8. Non-Competition: The non-competition provision of the Employee Agreement shall remain in effect for the full duration of the period that severance benefits are awarded under this Plan without regard to the schedule, form or manner of payment.
9. Employment Contracts or Other Written Agreements In Effect: If, on the date of termination, an employment contract or other written agreement between an eligible employee and the Company is in effect, which sets forth the separation pay and other benefits payable to such eligible employee upon termination, then, unless otherwise provided by the terms of such written agreement, the eligible employee will be entitled to the greater of the separation pay and other benefits provided for in such employment contract or agreement, or the separation pay and other benefits payable in accordance with this Plan.
10. Non-Uniform Determinations: The Plan Administrator’s determinations under this Plan need not be uniform and may be made selectively among the persons who receive, or are eligible to receive, awards hereunder (whether or not such persons are similarly situated).

◆ **Directions**
1: Decide whether each statement agrees with the severance plan excerpt, answering yes or no and quoting the deciding words. (a) The non-competition provision stays in effect for as long as severance benefits are awarded. (b) An eligible employee with a written agreement in effect always receives the Plan's benefits instead of the agreement's. (c) The Plan Administrator's determinations must be uniform among similarly situated persons.
2: Edit the part of the severance plan excerpt that opens with the words containing "10. Non-Uniform Determinations: The" and closes with "are similarly situated).", changing "selectively" to "individually".
These entries come from a separate source unrelated to the severance plan excerpt.

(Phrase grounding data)

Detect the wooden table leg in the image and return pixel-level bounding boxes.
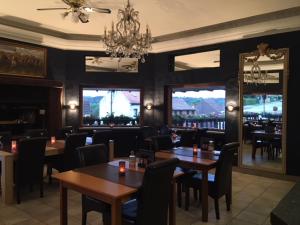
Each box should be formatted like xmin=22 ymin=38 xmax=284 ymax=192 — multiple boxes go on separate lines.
xmin=169 ymin=180 xmax=176 ymax=225
xmin=201 ymin=170 xmax=208 ymax=222
xmin=252 ymin=134 xmax=256 ymax=159
xmin=0 ymin=152 xmax=14 ymax=204
xmin=111 ymin=199 xmax=122 ymax=225
xmin=60 ymin=183 xmax=68 ymax=225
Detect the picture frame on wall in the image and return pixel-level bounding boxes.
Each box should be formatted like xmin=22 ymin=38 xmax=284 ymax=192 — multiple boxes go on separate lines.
xmin=0 ymin=40 xmax=47 ymax=78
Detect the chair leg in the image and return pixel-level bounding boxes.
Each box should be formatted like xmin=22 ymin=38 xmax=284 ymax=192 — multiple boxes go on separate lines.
xmin=47 ymin=165 xmax=52 ymax=184
xmin=102 ymin=212 xmax=111 ymax=225
xmin=184 ymin=187 xmax=190 ymax=210
xmin=177 ymin=182 xmax=182 ymax=208
xmin=193 ymin=188 xmax=198 ymax=201
xmin=16 ymin=184 xmax=21 ymax=204
xmin=215 ymin=198 xmax=220 ymax=220
xmin=225 ymin=194 xmax=231 ymax=211
xmin=81 ymin=210 xmax=87 ymax=225
xmin=40 ymin=178 xmax=44 ymax=198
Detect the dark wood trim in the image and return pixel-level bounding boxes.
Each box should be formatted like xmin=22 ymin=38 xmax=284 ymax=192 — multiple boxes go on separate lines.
xmin=0 ymin=75 xmax=63 ymax=88
xmin=164 ymin=82 xmax=226 ymax=127
xmin=78 ymin=84 xmax=145 ymax=127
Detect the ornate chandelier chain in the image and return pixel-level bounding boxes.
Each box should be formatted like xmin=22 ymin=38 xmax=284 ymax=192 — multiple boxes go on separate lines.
xmin=103 ymin=0 xmax=152 ymax=63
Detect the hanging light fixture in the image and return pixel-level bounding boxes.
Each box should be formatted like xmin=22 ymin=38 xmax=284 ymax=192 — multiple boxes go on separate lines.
xmin=103 ymin=0 xmax=152 ymax=63
xmin=245 ymin=43 xmax=283 ymax=85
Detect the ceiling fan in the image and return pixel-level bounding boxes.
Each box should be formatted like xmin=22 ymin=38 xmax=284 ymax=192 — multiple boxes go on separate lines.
xmin=37 ymin=0 xmax=111 ymax=23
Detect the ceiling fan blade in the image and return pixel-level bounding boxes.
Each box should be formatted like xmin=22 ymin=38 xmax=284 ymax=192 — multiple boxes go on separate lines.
xmin=83 ymin=7 xmax=111 ymax=13
xmin=36 ymin=8 xmax=68 ymax=10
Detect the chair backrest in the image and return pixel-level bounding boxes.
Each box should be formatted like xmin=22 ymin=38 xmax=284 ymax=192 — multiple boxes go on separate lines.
xmin=112 ymin=130 xmax=141 ymax=157
xmin=135 ymin=149 xmax=155 ymax=166
xmin=180 ymin=130 xmax=198 ymax=147
xmin=159 ymin=125 xmax=171 ymax=135
xmin=136 ymin=158 xmax=179 ymax=225
xmin=76 ymin=144 xmax=108 ymax=167
xmin=63 ymin=133 xmax=87 ymax=171
xmin=16 ymin=137 xmax=47 ymax=184
xmin=0 ymin=131 xmax=12 ymax=146
xmin=93 ymin=130 xmax=112 ymax=147
xmin=24 ymin=129 xmax=48 ymax=138
xmin=215 ymin=142 xmax=240 ymax=195
xmin=152 ymin=135 xmax=173 ymax=151
xmin=141 ymin=126 xmax=157 ymax=139
xmin=56 ymin=126 xmax=74 ymax=140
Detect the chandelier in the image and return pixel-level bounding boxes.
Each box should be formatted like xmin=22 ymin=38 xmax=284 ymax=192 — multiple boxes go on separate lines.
xmin=245 ymin=43 xmax=284 ymax=85
xmin=103 ymin=0 xmax=152 ymax=63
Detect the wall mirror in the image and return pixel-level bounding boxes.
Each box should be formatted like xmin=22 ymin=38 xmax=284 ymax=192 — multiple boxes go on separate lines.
xmin=174 ymin=50 xmax=220 ymax=71
xmin=239 ymin=43 xmax=289 ymax=173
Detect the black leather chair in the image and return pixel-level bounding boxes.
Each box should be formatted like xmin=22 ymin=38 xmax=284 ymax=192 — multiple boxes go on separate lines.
xmin=122 ymin=158 xmax=179 ymax=225
xmin=56 ymin=126 xmax=74 ymax=140
xmin=77 ymin=144 xmax=110 ymax=225
xmin=179 ymin=130 xmax=197 ymax=147
xmin=93 ymin=130 xmax=112 ymax=148
xmin=24 ymin=129 xmax=48 ymax=138
xmin=15 ymin=137 xmax=47 ymax=204
xmin=0 ymin=131 xmax=12 ymax=147
xmin=46 ymin=133 xmax=87 ymax=183
xmin=152 ymin=135 xmax=174 ymax=151
xmin=186 ymin=142 xmax=239 ymax=219
xmin=135 ymin=149 xmax=155 ymax=168
xmin=152 ymin=135 xmax=196 ymax=207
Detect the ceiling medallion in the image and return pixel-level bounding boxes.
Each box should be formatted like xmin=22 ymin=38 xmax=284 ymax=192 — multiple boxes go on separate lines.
xmin=103 ymin=0 xmax=152 ymax=63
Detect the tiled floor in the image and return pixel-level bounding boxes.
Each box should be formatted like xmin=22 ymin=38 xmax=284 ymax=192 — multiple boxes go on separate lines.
xmin=0 ymin=172 xmax=294 ymax=225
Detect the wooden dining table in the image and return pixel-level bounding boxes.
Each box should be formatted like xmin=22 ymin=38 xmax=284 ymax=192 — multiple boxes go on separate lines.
xmin=155 ymin=147 xmax=220 ymax=222
xmin=0 ymin=140 xmax=65 ymax=204
xmin=251 ymin=130 xmax=282 ymax=159
xmin=53 ymin=159 xmax=183 ymax=225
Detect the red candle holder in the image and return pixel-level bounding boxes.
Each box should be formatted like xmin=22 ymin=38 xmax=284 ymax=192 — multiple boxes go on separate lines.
xmin=119 ymin=161 xmax=126 ymax=176
xmin=11 ymin=140 xmax=17 ymax=153
xmin=193 ymin=144 xmax=198 ymax=156
xmin=51 ymin=136 xmax=56 ymax=144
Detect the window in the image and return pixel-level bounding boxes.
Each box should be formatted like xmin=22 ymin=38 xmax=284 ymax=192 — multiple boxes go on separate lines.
xmin=82 ymin=88 xmax=140 ymax=126
xmin=174 ymin=50 xmax=220 ymax=71
xmin=243 ymin=94 xmax=282 ymax=121
xmin=172 ymin=87 xmax=225 ymax=129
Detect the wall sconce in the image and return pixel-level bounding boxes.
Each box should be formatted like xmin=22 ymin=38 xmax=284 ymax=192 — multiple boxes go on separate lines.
xmin=226 ymin=104 xmax=239 ymax=112
xmin=145 ymin=103 xmax=153 ymax=110
xmin=63 ymin=101 xmax=78 ymax=110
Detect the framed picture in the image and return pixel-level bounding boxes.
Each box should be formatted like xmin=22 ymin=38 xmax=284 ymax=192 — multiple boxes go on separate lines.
xmin=0 ymin=40 xmax=47 ymax=77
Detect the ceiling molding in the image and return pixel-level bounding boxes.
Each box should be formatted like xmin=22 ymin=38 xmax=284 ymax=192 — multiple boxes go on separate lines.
xmin=154 ymin=7 xmax=300 ymax=42
xmin=0 ymin=7 xmax=300 ymax=53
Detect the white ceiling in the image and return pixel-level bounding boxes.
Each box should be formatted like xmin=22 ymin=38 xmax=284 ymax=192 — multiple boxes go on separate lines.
xmin=0 ymin=0 xmax=300 ymax=52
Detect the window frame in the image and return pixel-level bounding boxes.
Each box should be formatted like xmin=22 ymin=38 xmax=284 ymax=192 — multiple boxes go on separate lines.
xmin=79 ymin=84 xmax=144 ymax=127
xmin=164 ymin=82 xmax=226 ymax=130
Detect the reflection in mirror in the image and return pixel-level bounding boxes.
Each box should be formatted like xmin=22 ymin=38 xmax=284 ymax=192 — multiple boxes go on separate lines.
xmin=85 ymin=56 xmax=138 ymax=73
xmin=240 ymin=44 xmax=288 ymax=173
xmin=174 ymin=50 xmax=220 ymax=71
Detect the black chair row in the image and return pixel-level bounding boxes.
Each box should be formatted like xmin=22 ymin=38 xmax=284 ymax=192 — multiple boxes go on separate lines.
xmin=77 ymin=144 xmax=178 ymax=225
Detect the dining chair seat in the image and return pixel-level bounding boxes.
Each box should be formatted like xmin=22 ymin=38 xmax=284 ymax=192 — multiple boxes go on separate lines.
xmin=122 ymin=199 xmax=137 ymax=221
xmin=185 ymin=142 xmax=239 ymax=219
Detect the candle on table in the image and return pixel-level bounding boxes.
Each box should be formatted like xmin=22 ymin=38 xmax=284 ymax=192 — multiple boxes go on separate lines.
xmin=119 ymin=161 xmax=126 ymax=176
xmin=51 ymin=136 xmax=56 ymax=144
xmin=193 ymin=144 xmax=198 ymax=155
xmin=11 ymin=140 xmax=17 ymax=152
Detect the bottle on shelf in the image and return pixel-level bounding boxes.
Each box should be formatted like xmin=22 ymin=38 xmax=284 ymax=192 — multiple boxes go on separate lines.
xmin=129 ymin=151 xmax=136 ymax=168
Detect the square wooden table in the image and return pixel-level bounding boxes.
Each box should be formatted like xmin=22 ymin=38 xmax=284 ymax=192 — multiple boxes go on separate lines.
xmin=155 ymin=147 xmax=219 ymax=222
xmin=0 ymin=140 xmax=65 ymax=204
xmin=53 ymin=160 xmax=183 ymax=225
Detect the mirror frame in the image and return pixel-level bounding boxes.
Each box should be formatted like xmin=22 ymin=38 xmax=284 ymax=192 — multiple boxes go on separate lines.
xmin=238 ymin=45 xmax=289 ymax=174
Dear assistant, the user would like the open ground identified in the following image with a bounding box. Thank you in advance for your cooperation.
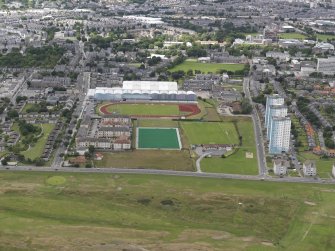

◆ **Answers for each item**
1:
(a) Yes: "shall remain in effect for the full duration of the period that severance benefits are awarded under this Plan"
(b) No: "will be entitled to the greater of the separation pay and other benefits provided for in such employment contract or agreement, or the separation pay and other benefits payable in accordance with this Plan"
(c) No: "need not be uniform and may be made selectively among the persons who receive, or are eligible to receive, awards hereunder (whether or not such persons are similarly situated)"

2:
10. Non-Uniform Determinations: The Plan Administrator’s determinations under this Plan need not be uniform and may be made individually among the persons who receive, or are eligible to receive, awards hereunder (whether or not such persons are similarly situated).